* [Prompt 1]:
Select every line in the entries that contains the string "negative", matching case exactly, and copy each such line.

* [Document extract]:
Central bank depository.
SEI’s view
A surprisingly sharp downward revision in U.S. job growth enhances the likelihood that the Federal Open Market Committee (FOMC) will reduce the federal-funds rate at its September meeting. The recent resignation of a Federal Reserve (Fed) governor also gives President Donald Trump the opportunity to appoint a replacement that is more sympathetic to lowering the policy rate. During the FOMC’s meeting in late July, two dissenters argued for a 0.25% rate cut while other members also have struck a more dovish tone of late. The European Central Bank and the Bank of Canada have been cutting rates aggressively for more than a year due to economic weakness and muted inflation. The Bank of England and the Fed have been slower to ease monetary policy as their inflation rates remain well above target. The U.S. has reached trade agreements with several major trading partners. The current effective average tariff imposed on imported goods amounts to 18%—equal to the rate following the enactment of the Smoot-Hawley Act in 1930—compared to 2.5% in 2024. Since other countries have mostly avoided retaliation, the impact on the global trading system should not be as negative as it otherwise could be. Nonetheless, the tariffs will likely weigh on global economic growth and lead to a period of higher inflation in the U.S. SEI expects the Fed to look through the impact that tariffs may have on prices and reduce the federal-funds rate in September.
Federal Reserve (Fed)
- In a split 7-2 vote, the Federal Open Market Committee (FOMC) left the federal-funds rate unchanged in a range of 4.25% to 4.50% following its meeting on July 29-30. Two Committee members supported a rate cut of 25 basis points (0.25%).
- In a statement announcing the rate decision, the FOMC noted that “growth of economic activity moderated in the first half of the year” and that inflation “remains somewhat elevated.” The FOMC reiterated that it will continue to assess “a wide range of information, including readings on labor market conditions, inflation pressures and inflation expectations…”

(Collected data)
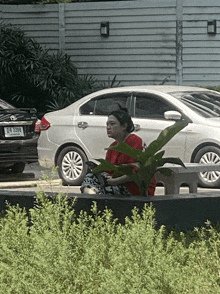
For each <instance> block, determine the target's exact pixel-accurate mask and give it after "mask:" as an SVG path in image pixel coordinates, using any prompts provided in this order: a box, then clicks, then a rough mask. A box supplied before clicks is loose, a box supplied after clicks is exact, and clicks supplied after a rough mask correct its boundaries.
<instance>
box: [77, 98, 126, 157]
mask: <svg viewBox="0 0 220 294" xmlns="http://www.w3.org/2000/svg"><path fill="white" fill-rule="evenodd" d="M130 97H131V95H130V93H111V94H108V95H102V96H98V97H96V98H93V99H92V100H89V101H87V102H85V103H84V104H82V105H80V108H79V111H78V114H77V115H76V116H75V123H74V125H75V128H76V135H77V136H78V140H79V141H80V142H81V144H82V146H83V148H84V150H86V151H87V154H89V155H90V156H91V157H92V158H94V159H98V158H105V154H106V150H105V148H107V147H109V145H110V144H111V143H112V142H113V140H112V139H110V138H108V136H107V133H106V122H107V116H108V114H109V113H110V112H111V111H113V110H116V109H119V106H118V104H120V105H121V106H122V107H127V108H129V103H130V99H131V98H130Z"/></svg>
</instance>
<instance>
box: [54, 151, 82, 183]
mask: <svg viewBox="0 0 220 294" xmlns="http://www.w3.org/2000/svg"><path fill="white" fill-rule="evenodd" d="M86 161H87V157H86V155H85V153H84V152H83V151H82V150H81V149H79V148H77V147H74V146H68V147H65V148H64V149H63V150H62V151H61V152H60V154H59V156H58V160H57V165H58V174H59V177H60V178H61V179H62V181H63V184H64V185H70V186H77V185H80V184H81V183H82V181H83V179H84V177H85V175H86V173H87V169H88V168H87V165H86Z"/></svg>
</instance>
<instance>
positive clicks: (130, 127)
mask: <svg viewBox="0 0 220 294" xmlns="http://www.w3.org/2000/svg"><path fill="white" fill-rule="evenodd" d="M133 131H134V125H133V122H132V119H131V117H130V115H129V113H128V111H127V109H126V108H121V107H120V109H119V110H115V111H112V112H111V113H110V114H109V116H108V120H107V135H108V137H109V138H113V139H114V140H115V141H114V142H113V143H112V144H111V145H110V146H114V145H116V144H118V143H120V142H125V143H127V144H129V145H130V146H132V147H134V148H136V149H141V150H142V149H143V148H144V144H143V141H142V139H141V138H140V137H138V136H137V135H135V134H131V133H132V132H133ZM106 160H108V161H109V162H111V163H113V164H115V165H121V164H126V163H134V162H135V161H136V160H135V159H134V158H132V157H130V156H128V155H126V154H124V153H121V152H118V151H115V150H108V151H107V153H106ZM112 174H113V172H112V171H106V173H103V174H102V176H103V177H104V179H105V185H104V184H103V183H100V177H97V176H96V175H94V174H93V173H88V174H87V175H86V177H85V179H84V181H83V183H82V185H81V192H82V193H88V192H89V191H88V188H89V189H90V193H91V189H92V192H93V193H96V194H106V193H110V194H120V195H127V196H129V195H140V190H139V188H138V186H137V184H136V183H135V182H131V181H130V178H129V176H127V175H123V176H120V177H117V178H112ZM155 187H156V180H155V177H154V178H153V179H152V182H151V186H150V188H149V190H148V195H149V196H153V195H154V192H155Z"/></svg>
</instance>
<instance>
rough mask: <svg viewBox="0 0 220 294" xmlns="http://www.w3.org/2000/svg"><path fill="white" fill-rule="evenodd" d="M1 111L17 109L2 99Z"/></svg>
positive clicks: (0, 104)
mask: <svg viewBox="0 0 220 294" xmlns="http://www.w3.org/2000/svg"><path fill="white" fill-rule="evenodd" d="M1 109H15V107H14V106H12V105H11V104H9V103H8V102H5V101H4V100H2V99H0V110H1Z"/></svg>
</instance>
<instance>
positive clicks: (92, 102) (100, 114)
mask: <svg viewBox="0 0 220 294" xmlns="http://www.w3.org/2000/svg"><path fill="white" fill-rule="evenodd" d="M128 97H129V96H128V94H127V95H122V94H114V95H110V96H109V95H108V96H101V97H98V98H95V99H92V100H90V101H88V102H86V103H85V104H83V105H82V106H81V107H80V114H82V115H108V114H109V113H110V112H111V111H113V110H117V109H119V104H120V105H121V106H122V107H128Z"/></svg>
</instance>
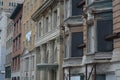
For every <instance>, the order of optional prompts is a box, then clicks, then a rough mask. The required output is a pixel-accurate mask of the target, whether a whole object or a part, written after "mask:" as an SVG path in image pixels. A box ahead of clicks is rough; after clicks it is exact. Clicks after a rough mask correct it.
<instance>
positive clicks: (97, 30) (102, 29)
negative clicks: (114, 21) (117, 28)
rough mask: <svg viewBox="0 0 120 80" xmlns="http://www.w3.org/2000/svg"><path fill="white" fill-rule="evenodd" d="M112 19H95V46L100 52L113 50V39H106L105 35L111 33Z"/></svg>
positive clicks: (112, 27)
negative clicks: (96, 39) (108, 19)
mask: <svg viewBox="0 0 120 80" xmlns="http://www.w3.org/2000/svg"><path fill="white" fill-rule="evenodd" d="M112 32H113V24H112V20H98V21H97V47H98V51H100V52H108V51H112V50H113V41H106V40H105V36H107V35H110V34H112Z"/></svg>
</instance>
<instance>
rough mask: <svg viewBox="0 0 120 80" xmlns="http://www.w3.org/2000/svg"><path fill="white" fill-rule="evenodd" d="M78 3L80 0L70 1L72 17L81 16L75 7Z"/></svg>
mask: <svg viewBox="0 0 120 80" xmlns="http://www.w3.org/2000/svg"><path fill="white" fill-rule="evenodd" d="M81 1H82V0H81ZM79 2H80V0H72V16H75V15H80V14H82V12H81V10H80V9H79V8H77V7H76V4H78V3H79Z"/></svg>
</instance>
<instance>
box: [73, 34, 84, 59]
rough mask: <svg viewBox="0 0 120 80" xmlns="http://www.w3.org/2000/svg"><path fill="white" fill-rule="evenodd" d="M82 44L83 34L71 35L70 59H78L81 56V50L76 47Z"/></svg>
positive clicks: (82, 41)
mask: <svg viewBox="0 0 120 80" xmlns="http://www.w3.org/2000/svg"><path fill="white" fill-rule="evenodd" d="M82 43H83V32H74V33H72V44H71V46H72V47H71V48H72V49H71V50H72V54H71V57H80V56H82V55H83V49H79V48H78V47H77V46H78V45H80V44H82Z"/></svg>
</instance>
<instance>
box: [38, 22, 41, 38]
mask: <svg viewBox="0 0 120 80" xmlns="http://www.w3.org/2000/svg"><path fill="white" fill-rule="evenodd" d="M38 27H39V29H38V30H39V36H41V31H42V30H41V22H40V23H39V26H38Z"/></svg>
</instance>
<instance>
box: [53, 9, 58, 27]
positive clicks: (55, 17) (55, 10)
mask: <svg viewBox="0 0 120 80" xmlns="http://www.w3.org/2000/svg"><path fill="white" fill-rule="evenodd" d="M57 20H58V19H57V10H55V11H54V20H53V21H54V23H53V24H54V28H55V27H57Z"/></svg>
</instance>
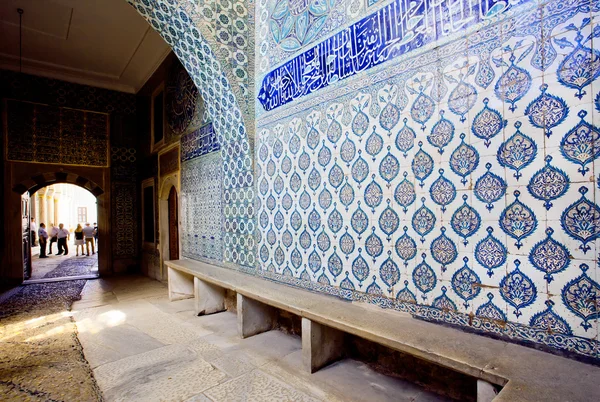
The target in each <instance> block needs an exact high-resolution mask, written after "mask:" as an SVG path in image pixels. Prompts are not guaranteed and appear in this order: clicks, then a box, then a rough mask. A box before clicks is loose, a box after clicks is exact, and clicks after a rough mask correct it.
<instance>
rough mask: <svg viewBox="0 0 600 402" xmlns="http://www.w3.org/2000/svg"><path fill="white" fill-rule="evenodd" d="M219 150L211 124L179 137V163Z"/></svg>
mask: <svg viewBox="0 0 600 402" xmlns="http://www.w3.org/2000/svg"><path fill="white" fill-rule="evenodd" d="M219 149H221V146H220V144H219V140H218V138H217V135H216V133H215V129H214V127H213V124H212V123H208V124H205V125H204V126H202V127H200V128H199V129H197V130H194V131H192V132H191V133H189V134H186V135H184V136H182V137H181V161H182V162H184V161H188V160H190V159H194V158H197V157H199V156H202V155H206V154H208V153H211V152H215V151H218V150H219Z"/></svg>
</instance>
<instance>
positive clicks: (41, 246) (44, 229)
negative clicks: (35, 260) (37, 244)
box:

* [Prompt 2]:
Write out the full central bank commentary above verbatim.

* [Exercise output 1]:
negative clicks: (114, 21) (117, 28)
negative clicks: (96, 39) (108, 19)
negative clicks: (35, 260) (37, 244)

* [Exercise output 2]:
Central bank depository.
SEI’s view
A surprisingly sharp downward revision in U.S. job growth enhances the likelihood that the Federal Open Market Committee (FOMC) will reduce the federal-funds rate at its September meeting. The recent resignation of a Federal Reserve (Fed) governor also gives President Donald Trump the opportunity to appoint a replacement that is more sympathetic to lowering the policy rate. During the FOMC’s meeting in late July, two dissenters argued for a 0.25% rate cut while other members also have struck a more dovish tone of late. The European Central Bank and the Bank of Canada have been cutting rates aggressively for more than a year due to economic weakness and muted inflation. The Bank of England and the Fed have been slower to ease monetary policy as their inflation rates remain well above target. The U.S. has reached trade agreements with several major trading partners. The current effective average tariff imposed on imported goods amounts to 18%—equal to the rate following the enactment of the Smoot-Hawley Act in 1930—compared to 2.5% in 2024. Since other countries have mostly avoided retaliation, the impact on the global trading system should not be as negative as it otherwise could be. Nonetheless, the tariffs will likely weigh on global economic growth and lead to a period of higher inflation in the U.S. SEI expects the Fed to look through the impact that tariffs may have on prices and reduce the federal-funds rate in September.
Federal Reserve (Fed)
- In a split 7-2 vote, the Federal Open Market Committee (FOMC) left the federal-funds rate unchanged in a range of 4.25% to 4.50% following its meeting on July 29-30. Two Committee members supported a rate cut of 25 basis points (0.25%).
- In a statement announcing the rate decision, the FOMC noted that “growth of economic activity moderated in the first half of the year” and that inflation “remains somewhat elevated.” The FOMC reiterated that it will continue to assess “a wide range of information, including readings on labor market conditions, inflation pressures and inflation expectations…”